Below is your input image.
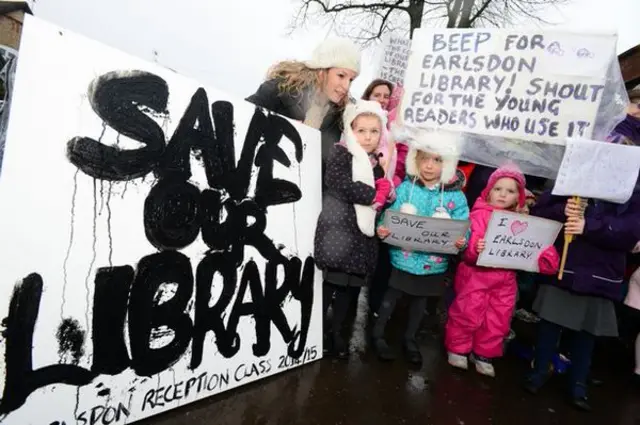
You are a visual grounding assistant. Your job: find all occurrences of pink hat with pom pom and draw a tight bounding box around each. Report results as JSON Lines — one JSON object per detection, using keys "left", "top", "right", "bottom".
{"left": 484, "top": 162, "right": 527, "bottom": 208}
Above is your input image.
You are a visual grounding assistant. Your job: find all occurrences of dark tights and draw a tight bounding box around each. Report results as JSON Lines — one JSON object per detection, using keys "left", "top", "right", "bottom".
{"left": 373, "top": 288, "right": 427, "bottom": 342}
{"left": 323, "top": 282, "right": 359, "bottom": 337}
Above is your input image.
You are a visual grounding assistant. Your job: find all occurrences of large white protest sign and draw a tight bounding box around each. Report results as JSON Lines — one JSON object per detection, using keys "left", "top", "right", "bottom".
{"left": 402, "top": 29, "right": 617, "bottom": 145}
{"left": 377, "top": 35, "right": 411, "bottom": 84}
{"left": 383, "top": 210, "right": 469, "bottom": 254}
{"left": 0, "top": 16, "right": 323, "bottom": 425}
{"left": 477, "top": 211, "right": 562, "bottom": 272}
{"left": 552, "top": 138, "right": 640, "bottom": 203}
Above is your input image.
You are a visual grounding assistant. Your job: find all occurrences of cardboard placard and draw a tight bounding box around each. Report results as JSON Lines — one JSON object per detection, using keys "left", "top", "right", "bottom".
{"left": 402, "top": 28, "right": 617, "bottom": 144}
{"left": 383, "top": 210, "right": 470, "bottom": 254}
{"left": 477, "top": 211, "right": 562, "bottom": 272}
{"left": 377, "top": 35, "right": 411, "bottom": 84}
{"left": 552, "top": 137, "right": 640, "bottom": 203}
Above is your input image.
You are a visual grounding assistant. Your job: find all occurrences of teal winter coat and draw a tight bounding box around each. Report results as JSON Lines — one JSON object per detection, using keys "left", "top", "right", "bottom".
{"left": 384, "top": 173, "right": 470, "bottom": 276}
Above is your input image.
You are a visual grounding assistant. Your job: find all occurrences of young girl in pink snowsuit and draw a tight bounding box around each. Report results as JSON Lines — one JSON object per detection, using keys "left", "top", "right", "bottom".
{"left": 445, "top": 164, "right": 559, "bottom": 377}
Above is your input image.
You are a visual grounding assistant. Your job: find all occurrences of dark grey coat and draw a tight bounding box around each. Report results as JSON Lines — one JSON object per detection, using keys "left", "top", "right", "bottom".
{"left": 314, "top": 145, "right": 382, "bottom": 282}
{"left": 246, "top": 78, "right": 343, "bottom": 170}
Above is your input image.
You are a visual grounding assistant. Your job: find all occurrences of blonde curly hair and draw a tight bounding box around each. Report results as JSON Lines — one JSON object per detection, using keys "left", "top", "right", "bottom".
{"left": 266, "top": 60, "right": 348, "bottom": 108}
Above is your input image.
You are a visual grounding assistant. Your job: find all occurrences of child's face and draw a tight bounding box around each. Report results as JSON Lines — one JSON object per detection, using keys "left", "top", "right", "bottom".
{"left": 488, "top": 177, "right": 519, "bottom": 209}
{"left": 416, "top": 151, "right": 443, "bottom": 185}
{"left": 351, "top": 115, "right": 381, "bottom": 153}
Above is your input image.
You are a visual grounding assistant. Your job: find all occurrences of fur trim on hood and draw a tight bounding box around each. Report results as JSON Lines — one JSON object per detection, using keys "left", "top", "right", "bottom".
{"left": 402, "top": 128, "right": 461, "bottom": 184}
{"left": 341, "top": 100, "right": 387, "bottom": 236}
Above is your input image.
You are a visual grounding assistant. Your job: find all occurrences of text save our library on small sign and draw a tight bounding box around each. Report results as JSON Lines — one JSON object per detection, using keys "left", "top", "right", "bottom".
{"left": 383, "top": 211, "right": 469, "bottom": 254}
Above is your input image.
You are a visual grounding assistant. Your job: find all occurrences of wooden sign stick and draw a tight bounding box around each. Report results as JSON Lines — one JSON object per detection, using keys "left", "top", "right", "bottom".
{"left": 558, "top": 196, "right": 584, "bottom": 280}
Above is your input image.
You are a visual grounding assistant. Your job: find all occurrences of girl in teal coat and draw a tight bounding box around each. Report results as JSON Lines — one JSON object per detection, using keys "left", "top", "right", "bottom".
{"left": 375, "top": 129, "right": 470, "bottom": 365}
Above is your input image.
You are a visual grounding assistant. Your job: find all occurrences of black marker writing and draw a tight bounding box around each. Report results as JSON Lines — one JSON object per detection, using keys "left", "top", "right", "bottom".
{"left": 0, "top": 70, "right": 315, "bottom": 414}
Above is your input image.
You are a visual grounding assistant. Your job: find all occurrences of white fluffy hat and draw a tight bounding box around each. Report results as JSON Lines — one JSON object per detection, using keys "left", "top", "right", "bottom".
{"left": 343, "top": 99, "right": 387, "bottom": 131}
{"left": 305, "top": 38, "right": 361, "bottom": 75}
{"left": 397, "top": 127, "right": 461, "bottom": 184}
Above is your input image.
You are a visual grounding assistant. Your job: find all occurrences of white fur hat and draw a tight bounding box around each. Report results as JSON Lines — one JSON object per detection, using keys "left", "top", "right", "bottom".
{"left": 305, "top": 38, "right": 361, "bottom": 75}
{"left": 402, "top": 128, "right": 461, "bottom": 184}
{"left": 343, "top": 99, "right": 387, "bottom": 131}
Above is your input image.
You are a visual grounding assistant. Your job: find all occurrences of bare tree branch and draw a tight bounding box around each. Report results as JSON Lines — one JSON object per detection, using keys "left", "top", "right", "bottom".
{"left": 289, "top": 0, "right": 573, "bottom": 46}
{"left": 469, "top": 0, "right": 495, "bottom": 25}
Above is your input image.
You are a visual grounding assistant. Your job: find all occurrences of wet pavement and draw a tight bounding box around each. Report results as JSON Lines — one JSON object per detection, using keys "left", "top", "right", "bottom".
{"left": 140, "top": 294, "right": 640, "bottom": 425}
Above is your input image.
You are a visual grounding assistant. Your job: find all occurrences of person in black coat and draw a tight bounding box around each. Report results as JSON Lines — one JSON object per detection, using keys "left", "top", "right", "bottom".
{"left": 246, "top": 38, "right": 362, "bottom": 180}
{"left": 315, "top": 100, "right": 393, "bottom": 358}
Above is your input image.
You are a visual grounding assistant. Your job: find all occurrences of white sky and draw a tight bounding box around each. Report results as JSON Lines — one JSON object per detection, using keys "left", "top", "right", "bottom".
{"left": 31, "top": 0, "right": 640, "bottom": 99}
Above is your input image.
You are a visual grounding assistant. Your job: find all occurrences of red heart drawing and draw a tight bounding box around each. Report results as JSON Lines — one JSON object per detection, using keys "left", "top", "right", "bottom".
{"left": 510, "top": 220, "right": 528, "bottom": 236}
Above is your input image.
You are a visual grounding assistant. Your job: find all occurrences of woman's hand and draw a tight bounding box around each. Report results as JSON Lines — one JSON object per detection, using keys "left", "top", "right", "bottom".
{"left": 564, "top": 198, "right": 586, "bottom": 218}
{"left": 377, "top": 226, "right": 391, "bottom": 239}
{"left": 455, "top": 237, "right": 466, "bottom": 249}
{"left": 476, "top": 238, "right": 486, "bottom": 253}
{"left": 565, "top": 217, "right": 585, "bottom": 235}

....

Assignment:
Would you repeat the complete listing exactly, excluding each picture it holds?

Solution to the exercise:
Below is your input image.
You are a visual grounding assistant. Your job: find all occurrences of pink hat with pom pom and draw a tight bounding box around each. Report results as JSON Lines — one JSON object per detection, using keys "left", "top", "right", "bottom".
{"left": 484, "top": 162, "right": 527, "bottom": 208}
Above is your input image.
You are a visual grounding assistant. Your job: find all occurrences of dark tights and draw a tight bounding box around each. Report results as JSON Lines — one JSON object per detection, using keys "left", "top", "right", "bottom".
{"left": 373, "top": 288, "right": 427, "bottom": 342}
{"left": 323, "top": 282, "right": 359, "bottom": 337}
Above is your input image.
You are a visual grounding assistant. Your job: find all occurrences of large white protest sign and draw a tight bounding box around each. Report results as JSON Lines — one JSON object per detection, using keys "left", "top", "right", "bottom".
{"left": 402, "top": 29, "right": 617, "bottom": 145}
{"left": 377, "top": 35, "right": 411, "bottom": 84}
{"left": 383, "top": 210, "right": 469, "bottom": 254}
{"left": 0, "top": 16, "right": 323, "bottom": 425}
{"left": 477, "top": 211, "right": 562, "bottom": 272}
{"left": 552, "top": 138, "right": 640, "bottom": 203}
Above is your input image.
You are a visual grounding assistant. Your job: find all occurrences of cardboard placard and draw a tight bounding box around each. Report results as JSON Lines — one JSON object per detection, using keys "left", "top", "right", "bottom".
{"left": 402, "top": 28, "right": 617, "bottom": 144}
{"left": 383, "top": 210, "right": 470, "bottom": 254}
{"left": 477, "top": 211, "right": 562, "bottom": 272}
{"left": 377, "top": 35, "right": 411, "bottom": 84}
{"left": 552, "top": 137, "right": 640, "bottom": 203}
Above is your input image.
You are a visual grounding assistant. Your job: find all occurrences of teal winter coat and draw a tight bounding box around each. Report results as JSON Lines — one JSON object per detection, using keys "left", "top", "right", "bottom".
{"left": 384, "top": 173, "right": 470, "bottom": 276}
Above is your input image.
You are a visual grounding assistant. Your job: find all occurrences of young girl in pink snowsuit and draw a tight bounding box around each. Report results as JSON Lines — one JSON object per detection, using keys "left", "top", "right", "bottom".
{"left": 445, "top": 164, "right": 559, "bottom": 377}
Above is your input image.
You are a visual grounding assistant. Your job: find all occurrences of dark grey coat and draw a tight bounding box around each. Report results as JSON Lines — one JSON object per detection, using keys "left", "top", "right", "bottom".
{"left": 314, "top": 145, "right": 382, "bottom": 282}
{"left": 246, "top": 78, "right": 343, "bottom": 170}
Above is your input image.
You are a visual grounding assistant. Your job: find all occurrences of blonde curly hair and draw a tight bounding box around each. Report results as JSON Lines — one JSON object per detection, using keys "left", "top", "right", "bottom".
{"left": 266, "top": 60, "right": 348, "bottom": 108}
Above is your input image.
You are a visual grounding assistant. Your job: find all occurrences of child's face and draw a tight bounding box around each. Report results as JSON Lines — one JSON object per detection, using keys "left", "top", "right", "bottom".
{"left": 488, "top": 177, "right": 519, "bottom": 209}
{"left": 416, "top": 151, "right": 443, "bottom": 185}
{"left": 351, "top": 115, "right": 381, "bottom": 153}
Above is your input image.
You are a visual grounding assistant. Your job: find all occurrences of fur trim on hood and draw a tight bounding box around each. Report results as JSON Lines — one JSON object per detection, using keys "left", "top", "right", "bottom".
{"left": 402, "top": 128, "right": 461, "bottom": 184}
{"left": 341, "top": 100, "right": 387, "bottom": 236}
Above is your input image.
You are a visual grounding assistant. Your job: find all occurrences of text save our library on small sign and draw a tight bounding box around each. Report results as JSON Lines — one JSON object per detection, using keys "left", "top", "right", "bottom".
{"left": 383, "top": 211, "right": 469, "bottom": 254}
Above is your input image.
You are a visual grounding assistant. Your job: find all occurrences of wooden sign stick and draw a tight bounding box around each. Report results as JSON Lines — one JSON object per detection, using keys "left", "top", "right", "bottom".
{"left": 558, "top": 196, "right": 584, "bottom": 280}
Above is your input image.
You are a visual grounding assistant. Your job: find all occurrences of girl in teal coat and draw a tight bounding box around each. Report results as JSON Lines — one JSON object per detection, using keys "left", "top", "right", "bottom".
{"left": 375, "top": 129, "right": 470, "bottom": 365}
Above is your input image.
You are a visual grounding assistant. Your job: find all occurrences of black marker writing and draw a tight bounding box around each. Report results as JSON Lines — one JSON object per detection, using keys "left", "top", "right", "bottom".
{"left": 0, "top": 70, "right": 315, "bottom": 414}
Above is your input image.
You are a visual grounding assistant. Your job: find all occurrences of white fluffy hat and draw a tight bounding box around each. Report results as JSON Lines — one JSON object per detection, using keys "left", "top", "right", "bottom".
{"left": 343, "top": 99, "right": 387, "bottom": 131}
{"left": 305, "top": 38, "right": 361, "bottom": 75}
{"left": 397, "top": 127, "right": 461, "bottom": 184}
Above is your input image.
You are a visual grounding assistant. Your job: find all occurrences of white fur hat and draw a tight bounding box around each. Report results as JSON Lines — one JSON object per detection, using keys "left", "top", "right", "bottom".
{"left": 305, "top": 38, "right": 361, "bottom": 75}
{"left": 402, "top": 128, "right": 461, "bottom": 184}
{"left": 343, "top": 99, "right": 387, "bottom": 131}
Above is your input image.
You are a visual grounding assistant. Your job: find all occurrences of bare tree branch and draw a tight bounding box around each. Report results as JSON Lines — one JSON object per detection, using keys "left", "top", "right", "bottom".
{"left": 289, "top": 0, "right": 573, "bottom": 46}
{"left": 469, "top": 0, "right": 495, "bottom": 25}
Above is your input image.
You are a visual grounding assistant. Your job: find all occurrences of wet pavement and draw a tight bounding box around each. Report results as JSON Lines — one JSON object per detection, using keys "left", "top", "right", "bottom".
{"left": 140, "top": 294, "right": 640, "bottom": 425}
Above is your input image.
You are a visual grounding assistant. Your job: find all occurrences of person in black coat and draw a tight bounding box around each. Report results as JSON Lines — one JSON object per detection, using keys "left", "top", "right", "bottom".
{"left": 246, "top": 38, "right": 362, "bottom": 180}
{"left": 315, "top": 100, "right": 393, "bottom": 358}
Above is your input image.
You are a visual grounding assistant. Your job: find all occurrences of white sky and draw a tight bounding box around each. Report results as JSON Lines — one JSON object per detection, using keys "left", "top", "right", "bottom".
{"left": 31, "top": 0, "right": 640, "bottom": 99}
Above is your input image.
You are a visual grounding assistant. Your job: find all occurrences of red heart drawing and draw a tight bounding box around each. Report results as JSON Lines — one JSON object per detection, using keys "left", "top", "right", "bottom".
{"left": 510, "top": 220, "right": 528, "bottom": 236}
Above is your input image.
You are a visual grounding assistant. Your job: find all occurrences of woman's hand and draw a tight bounding box around each. Report results as JSON Lines — one JSON object per detection, using keys "left", "top", "right", "bottom".
{"left": 564, "top": 198, "right": 586, "bottom": 218}
{"left": 377, "top": 226, "right": 391, "bottom": 239}
{"left": 455, "top": 237, "right": 466, "bottom": 249}
{"left": 476, "top": 238, "right": 486, "bottom": 253}
{"left": 565, "top": 217, "right": 585, "bottom": 235}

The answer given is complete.